_Task instructions:_
[a] Answer these questions about the page on custom evaluation datasets, with each answer marked to match:
(i) Besides model evaluation tools, what does CSGHub support?
(ii) After uploading their own datasets, what can users evaluate with them?
(iii) What type of question is named under the EvalScope custom dataset heading?
[b] Can you rewrite the paragraph beginning "CSGHub provides model evaluation tools" from the page on custom evaluation datasets as a short list that keeps its main facts?
[c] Carry on the page on custom evaluation datasets from the point where it stops.

Custom Evaluation Dataset
Introduction
CSGHub provides model evaluation tools and supports custom evaluation datasets. Users can upload their own datasets and then use these datasets to evaluate model performance. This document will provide detailed instructions on how to customize evaluation datasets.
EvalScope Custom Dataset Usage
Multiple Choice Questions (MCQ)

[Saved data entries]
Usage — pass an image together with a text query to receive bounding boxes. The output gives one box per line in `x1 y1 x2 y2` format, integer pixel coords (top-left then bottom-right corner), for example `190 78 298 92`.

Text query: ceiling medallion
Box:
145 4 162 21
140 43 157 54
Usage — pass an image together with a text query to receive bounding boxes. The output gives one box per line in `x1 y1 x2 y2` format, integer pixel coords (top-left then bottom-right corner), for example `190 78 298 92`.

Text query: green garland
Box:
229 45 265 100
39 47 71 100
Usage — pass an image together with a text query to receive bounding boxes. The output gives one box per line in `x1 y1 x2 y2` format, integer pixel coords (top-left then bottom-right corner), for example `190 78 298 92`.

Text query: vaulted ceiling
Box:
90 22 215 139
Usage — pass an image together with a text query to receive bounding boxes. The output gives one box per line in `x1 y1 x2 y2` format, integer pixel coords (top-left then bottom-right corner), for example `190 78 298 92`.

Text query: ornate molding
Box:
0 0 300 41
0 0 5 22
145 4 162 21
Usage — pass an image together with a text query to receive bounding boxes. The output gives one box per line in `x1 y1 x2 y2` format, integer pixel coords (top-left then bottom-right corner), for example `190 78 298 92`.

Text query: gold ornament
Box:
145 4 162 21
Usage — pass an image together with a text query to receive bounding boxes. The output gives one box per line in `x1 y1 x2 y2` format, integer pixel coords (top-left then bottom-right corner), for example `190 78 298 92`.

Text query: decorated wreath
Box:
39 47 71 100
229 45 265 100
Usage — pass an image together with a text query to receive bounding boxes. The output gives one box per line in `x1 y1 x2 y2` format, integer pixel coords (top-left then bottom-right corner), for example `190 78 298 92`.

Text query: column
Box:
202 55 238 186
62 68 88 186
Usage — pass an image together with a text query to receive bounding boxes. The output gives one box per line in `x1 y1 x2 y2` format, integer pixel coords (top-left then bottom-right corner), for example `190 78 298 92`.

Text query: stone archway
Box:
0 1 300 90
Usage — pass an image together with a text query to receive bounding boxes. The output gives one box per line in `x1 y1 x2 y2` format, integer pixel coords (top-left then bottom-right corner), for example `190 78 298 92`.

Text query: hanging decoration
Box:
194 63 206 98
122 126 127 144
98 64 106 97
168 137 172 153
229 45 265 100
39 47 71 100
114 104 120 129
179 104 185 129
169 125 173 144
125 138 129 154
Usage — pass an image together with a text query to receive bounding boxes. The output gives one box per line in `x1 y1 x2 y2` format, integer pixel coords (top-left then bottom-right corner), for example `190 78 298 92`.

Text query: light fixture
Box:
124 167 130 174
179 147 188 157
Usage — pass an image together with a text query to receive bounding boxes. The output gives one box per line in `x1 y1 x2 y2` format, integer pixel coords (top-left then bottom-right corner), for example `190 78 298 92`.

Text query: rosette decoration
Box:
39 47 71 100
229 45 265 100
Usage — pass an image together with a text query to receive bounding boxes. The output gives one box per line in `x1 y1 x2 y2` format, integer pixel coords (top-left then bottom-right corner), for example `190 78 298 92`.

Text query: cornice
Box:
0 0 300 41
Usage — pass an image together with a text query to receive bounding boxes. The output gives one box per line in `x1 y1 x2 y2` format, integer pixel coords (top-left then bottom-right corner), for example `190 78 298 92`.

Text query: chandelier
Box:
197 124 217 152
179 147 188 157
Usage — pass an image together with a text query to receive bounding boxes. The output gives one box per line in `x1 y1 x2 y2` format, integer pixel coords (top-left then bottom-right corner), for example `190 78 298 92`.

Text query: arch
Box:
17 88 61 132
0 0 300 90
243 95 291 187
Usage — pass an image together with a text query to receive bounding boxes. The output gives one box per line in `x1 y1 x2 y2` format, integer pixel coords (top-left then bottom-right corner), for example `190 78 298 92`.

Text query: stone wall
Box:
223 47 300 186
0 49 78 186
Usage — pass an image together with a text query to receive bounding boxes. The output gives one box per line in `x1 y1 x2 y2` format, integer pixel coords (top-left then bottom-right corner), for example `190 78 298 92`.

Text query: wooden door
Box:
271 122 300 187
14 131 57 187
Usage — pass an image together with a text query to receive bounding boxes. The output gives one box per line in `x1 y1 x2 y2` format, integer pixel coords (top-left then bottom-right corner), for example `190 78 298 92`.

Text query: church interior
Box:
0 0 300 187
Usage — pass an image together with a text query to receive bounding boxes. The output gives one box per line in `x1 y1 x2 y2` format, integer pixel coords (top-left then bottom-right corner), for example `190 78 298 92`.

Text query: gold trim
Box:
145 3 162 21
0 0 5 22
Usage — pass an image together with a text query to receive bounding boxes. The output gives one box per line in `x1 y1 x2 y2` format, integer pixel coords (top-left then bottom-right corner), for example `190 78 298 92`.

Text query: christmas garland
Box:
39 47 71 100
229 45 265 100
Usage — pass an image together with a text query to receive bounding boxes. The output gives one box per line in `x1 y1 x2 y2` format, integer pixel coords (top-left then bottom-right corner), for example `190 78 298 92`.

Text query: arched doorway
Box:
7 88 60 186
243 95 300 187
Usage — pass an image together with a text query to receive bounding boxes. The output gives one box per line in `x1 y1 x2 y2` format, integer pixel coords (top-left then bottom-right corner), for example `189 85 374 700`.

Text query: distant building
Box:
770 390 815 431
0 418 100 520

_Outputs:_
[a]
(i) Custom evaluation datasets.
(ii) Model performance.
(iii) Multiple Choice Questions (MCQ).

[b]
- CSGHub offers model evaluation tools and supports custom evaluation datasets.
- Users can upload their own datasets and use them to evaluate model performance.
- The document gives detailed instructions for customizing evaluation datasets.

[c]
CSV Format
Directory structure:
mcq/
├── example_dev.csv # (Optional) File name format: `{subset_name}_dev.csv`, used for few-shot evaluation
└── example_val.csv # File name format: `{subset_name}_val.csv`, used for actual evaluation data
CSV files should follow this format:
id,question,A,B,C,D,answer
1,通常来说,组成动物蛋白质的氨基酸有____,4种,22种,20种,19种,C
2,血液内存在的下列物质中,不属于代谢终产物的是____。,尿素,尿酸,丙酮酸,二氧化碳,C
JSONL Format
Directory structure:
mcq/
├── example_dev.jsonl # (Optional) File name format: `{subset_name}_dev.jsonl`, used for few-shot evaluation
└── example_val.jsonl # File name format: `{subset_name}_val.jsonl`, used for actual evaluation data
JSONL files should follow this format:
{"id": "1", "question": "